- _Input data_

-- -- --

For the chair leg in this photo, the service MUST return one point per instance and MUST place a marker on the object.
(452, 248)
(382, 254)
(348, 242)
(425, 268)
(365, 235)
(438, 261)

-- -- --

- _Task prompt_
The entries above are to be retyped exactly.

- _Answer to this problem_
For the chair leg in this photo, the service MUST return one point per instance and MUST place a marker on the object.
(452, 248)
(382, 254)
(348, 242)
(425, 268)
(365, 235)
(438, 261)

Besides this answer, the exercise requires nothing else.